(Records from a collection)
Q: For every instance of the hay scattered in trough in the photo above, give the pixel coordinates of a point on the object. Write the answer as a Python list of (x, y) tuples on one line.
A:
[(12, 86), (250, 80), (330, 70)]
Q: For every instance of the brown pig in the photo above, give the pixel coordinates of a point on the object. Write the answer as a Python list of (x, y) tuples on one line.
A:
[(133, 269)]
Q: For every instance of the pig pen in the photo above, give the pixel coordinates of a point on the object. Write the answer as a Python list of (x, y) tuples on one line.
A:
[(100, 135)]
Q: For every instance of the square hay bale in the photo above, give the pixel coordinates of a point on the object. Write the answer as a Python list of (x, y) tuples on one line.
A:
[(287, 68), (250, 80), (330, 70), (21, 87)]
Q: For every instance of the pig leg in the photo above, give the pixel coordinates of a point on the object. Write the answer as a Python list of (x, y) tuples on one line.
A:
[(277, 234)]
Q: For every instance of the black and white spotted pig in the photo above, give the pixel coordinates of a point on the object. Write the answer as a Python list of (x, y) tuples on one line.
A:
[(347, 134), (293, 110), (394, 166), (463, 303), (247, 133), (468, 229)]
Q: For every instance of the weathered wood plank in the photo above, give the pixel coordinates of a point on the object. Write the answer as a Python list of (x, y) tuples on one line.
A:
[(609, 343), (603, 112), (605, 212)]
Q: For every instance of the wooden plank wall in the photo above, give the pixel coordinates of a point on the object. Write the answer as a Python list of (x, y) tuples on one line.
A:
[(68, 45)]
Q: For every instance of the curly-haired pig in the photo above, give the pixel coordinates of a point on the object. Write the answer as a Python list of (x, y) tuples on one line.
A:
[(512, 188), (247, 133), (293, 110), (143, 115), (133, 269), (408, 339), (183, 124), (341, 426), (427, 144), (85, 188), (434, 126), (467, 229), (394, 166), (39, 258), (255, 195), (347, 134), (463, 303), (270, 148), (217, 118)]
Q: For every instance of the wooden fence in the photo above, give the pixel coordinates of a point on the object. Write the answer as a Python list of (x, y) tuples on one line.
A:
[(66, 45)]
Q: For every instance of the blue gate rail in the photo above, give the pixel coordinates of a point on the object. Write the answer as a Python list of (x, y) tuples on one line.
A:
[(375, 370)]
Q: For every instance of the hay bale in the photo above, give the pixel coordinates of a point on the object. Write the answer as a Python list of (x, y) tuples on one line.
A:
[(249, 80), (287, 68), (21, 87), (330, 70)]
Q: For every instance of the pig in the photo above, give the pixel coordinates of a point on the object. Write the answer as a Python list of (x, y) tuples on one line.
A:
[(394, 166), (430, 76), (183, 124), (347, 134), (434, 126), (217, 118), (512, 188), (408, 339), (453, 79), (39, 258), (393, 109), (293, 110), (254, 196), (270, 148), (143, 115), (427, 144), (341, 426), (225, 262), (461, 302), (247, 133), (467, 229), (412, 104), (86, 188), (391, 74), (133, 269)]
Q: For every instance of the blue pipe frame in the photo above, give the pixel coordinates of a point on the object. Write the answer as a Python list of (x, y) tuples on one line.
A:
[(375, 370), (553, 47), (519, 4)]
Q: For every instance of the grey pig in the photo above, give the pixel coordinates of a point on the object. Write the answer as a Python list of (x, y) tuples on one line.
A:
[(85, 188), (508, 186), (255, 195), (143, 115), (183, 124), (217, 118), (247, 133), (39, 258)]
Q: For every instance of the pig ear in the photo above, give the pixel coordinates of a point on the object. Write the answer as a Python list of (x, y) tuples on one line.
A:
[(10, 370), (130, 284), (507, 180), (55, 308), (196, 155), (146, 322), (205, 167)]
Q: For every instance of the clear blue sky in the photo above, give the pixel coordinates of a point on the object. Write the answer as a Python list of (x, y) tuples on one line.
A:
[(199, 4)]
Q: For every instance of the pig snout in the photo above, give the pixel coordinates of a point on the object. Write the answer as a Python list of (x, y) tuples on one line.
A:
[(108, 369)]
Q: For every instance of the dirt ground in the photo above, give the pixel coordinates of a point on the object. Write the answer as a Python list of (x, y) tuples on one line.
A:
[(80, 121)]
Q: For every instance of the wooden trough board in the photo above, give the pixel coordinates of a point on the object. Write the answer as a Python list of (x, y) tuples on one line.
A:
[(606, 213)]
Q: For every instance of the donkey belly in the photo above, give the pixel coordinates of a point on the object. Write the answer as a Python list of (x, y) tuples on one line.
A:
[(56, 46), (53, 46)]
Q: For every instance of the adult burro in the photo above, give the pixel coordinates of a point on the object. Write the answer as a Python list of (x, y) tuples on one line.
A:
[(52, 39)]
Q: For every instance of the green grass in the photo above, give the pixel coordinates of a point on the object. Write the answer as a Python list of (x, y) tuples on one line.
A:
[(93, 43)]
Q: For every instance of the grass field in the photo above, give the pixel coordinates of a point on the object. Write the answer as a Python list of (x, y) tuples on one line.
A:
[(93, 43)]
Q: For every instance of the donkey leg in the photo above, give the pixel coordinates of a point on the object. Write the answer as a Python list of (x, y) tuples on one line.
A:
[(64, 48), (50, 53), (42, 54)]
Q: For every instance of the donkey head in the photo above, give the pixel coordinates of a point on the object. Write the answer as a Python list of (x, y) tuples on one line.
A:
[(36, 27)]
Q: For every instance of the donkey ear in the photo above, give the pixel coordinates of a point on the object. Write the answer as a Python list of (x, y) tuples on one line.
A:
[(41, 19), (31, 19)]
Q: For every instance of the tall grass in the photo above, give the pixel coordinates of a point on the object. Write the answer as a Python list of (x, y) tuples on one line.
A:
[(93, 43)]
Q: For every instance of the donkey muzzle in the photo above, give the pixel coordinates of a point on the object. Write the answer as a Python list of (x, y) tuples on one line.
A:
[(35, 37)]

**Work required:**
Arrange the lines of the records from the line containing "Q: For every instance of the pig ear" through the line containing "[(606, 213)]", both included, as a JSON list of strings with one string per line. Leave out any blank lines.

**Written response:**
[
  "Q: For every instance of the pig ear in the photo above, give the pixel coordinates of a point on the object. Write the answer as a Python list of (x, y) tuples on one line.",
  "A:",
  "[(10, 370), (130, 284), (507, 180), (55, 308), (196, 155), (146, 322), (205, 167)]",
  "Q: For every instance of the clear blue sky in the photo above, give the pixel coordinates of a point on the object. Write the answer as a Python list of (x, y) tuples on one line.",
  "A:",
  "[(199, 4)]",
  "Q: For every instance of the pig snout in the photo above, give the pixel coordinates of a point on the object. Write the answer as a Python list of (x, y) tuples on one line.",
  "A:",
  "[(108, 369)]",
  "Q: For every instance of the dirt ground in the photo above, give the pixel coordinates of a point on the object. Write the answer as a Python list of (x, y) tuples on one line.",
  "A:",
  "[(80, 121)]",
  "Q: For every instance of the wooden trough board in the photo above, give the pixel coordinates of a point on the object. Write the answer as a Python list of (x, y) tuples on one line.",
  "A:",
  "[(606, 213)]"
]